#### [Text passage]
[EP-tech] EPrints Database entity relationship diagram

Christopher Gutteridge cjg at ecs.soton.ac.uk
Fri Dec 15 10:53:04 GMT 2017


Hi. Long story short the database represents a set of datasets. eg. 
EPrint, Document, User. Each of these has a primary table containing the 
main record and any singular fields, eg title of an eprint. Then there 
is one table for every "multiple" field, eg. subjects. Compound multiple 
fields have one table for each field due to an implementation detail. eg 
creators is really stored as two multiple fields. creators_id and 
creators_name

In addition, each dataset has an ordervalues and an index table. The 
index table contains the words to match in full text searches. The 
ordervalues table contains a cached version of each field flattened into 
a string to use for sorting by that field.

Some eprint fields link to other objects, eg. eprint has a userid of the 
depositing user, document has the eprintid to which the document belongs 
(there's quite a few of these)

Finally there's cache tables which are used so that it doesn't repeat a 
search when you go to page two of the results.

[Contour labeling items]
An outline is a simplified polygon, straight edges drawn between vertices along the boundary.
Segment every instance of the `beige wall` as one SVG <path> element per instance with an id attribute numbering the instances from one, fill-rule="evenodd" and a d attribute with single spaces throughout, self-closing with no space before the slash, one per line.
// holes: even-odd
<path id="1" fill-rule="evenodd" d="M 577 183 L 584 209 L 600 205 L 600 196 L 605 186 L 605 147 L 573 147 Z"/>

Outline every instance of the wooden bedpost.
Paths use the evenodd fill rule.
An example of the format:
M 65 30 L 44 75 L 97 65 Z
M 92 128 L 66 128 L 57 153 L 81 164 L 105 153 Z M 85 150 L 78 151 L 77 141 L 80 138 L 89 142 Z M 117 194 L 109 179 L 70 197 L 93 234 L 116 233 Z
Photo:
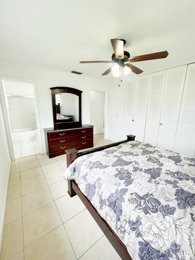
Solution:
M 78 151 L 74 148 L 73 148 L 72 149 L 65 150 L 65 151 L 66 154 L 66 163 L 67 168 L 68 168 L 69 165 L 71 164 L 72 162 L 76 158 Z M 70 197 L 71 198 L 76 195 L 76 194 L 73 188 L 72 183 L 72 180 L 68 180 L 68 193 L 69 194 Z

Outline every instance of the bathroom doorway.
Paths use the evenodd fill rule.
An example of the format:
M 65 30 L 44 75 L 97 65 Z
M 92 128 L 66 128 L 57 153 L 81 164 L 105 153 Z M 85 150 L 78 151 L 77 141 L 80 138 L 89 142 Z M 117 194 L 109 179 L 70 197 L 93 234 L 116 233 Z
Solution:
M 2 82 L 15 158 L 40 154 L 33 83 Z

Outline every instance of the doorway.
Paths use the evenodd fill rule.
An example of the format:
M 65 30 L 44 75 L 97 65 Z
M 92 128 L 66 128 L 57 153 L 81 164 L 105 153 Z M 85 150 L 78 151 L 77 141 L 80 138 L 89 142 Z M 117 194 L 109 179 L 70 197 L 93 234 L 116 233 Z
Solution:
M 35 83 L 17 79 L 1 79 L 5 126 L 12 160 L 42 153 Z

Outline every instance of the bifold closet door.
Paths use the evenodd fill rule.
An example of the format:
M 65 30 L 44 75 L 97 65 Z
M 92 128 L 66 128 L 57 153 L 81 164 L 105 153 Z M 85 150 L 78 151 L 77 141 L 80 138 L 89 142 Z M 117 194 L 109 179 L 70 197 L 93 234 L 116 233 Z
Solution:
==
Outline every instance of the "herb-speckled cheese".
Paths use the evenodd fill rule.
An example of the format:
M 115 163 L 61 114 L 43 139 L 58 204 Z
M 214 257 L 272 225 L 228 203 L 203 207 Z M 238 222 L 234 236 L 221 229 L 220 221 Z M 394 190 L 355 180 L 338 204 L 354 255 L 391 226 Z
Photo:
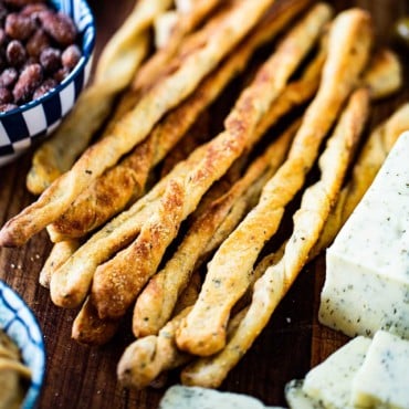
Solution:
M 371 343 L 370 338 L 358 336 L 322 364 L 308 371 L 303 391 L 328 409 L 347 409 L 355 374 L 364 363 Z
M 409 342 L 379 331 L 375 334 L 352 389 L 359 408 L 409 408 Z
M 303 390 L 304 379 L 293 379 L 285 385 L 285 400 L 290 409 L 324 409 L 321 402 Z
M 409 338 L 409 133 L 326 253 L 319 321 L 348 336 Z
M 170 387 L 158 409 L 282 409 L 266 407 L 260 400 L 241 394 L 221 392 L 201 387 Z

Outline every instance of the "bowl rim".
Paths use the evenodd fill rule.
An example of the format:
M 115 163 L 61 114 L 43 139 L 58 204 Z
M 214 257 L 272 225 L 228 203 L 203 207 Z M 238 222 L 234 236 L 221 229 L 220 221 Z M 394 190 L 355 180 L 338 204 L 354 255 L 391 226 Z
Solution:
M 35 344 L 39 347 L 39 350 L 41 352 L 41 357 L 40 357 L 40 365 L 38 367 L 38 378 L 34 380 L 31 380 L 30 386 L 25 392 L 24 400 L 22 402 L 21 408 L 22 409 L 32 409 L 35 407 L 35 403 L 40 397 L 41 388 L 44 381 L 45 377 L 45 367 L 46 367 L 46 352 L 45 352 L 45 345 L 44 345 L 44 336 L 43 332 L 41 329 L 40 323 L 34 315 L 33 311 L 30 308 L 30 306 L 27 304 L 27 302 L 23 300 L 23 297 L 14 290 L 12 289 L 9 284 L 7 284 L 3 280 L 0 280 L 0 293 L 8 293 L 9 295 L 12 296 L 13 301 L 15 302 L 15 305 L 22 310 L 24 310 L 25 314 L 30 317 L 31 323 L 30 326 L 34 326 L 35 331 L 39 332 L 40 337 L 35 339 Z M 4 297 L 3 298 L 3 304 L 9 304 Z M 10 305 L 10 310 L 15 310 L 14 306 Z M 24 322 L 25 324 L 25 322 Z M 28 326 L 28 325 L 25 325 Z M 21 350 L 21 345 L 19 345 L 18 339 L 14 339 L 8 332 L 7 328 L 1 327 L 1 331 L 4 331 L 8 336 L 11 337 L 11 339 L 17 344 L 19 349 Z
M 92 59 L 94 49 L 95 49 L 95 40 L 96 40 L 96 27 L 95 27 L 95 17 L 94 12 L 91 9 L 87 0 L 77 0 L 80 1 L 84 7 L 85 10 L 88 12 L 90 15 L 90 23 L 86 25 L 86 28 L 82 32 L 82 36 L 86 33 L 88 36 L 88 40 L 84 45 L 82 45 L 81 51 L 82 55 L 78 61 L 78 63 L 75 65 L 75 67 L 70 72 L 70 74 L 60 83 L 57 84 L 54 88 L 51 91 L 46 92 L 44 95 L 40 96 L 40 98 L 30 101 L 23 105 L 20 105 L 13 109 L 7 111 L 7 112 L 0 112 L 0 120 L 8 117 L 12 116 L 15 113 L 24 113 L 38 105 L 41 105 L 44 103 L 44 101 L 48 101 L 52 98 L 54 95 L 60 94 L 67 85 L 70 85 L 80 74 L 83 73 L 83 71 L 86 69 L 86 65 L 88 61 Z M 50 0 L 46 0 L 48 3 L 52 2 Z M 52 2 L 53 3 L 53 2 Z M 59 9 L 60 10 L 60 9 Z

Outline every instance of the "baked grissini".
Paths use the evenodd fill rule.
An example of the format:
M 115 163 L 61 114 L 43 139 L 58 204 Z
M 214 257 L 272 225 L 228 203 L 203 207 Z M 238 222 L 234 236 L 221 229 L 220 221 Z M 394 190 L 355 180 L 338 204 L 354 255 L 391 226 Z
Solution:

#### [Do this]
From the forum post on the EPrints database structure, quote word for word the passage starting at "[EP-tech] EPrints Database" and ending at "of datasets. eg.".

#### [Exercise answer]
[EP-tech] EPrints Database entity relationship diagram

Christopher Gutteridge cjg at ecs.soton.ac.uk
Fri Dec 15 10:53:04 GMT 2017


Hi. Long story short the database represents a set of datasets. eg.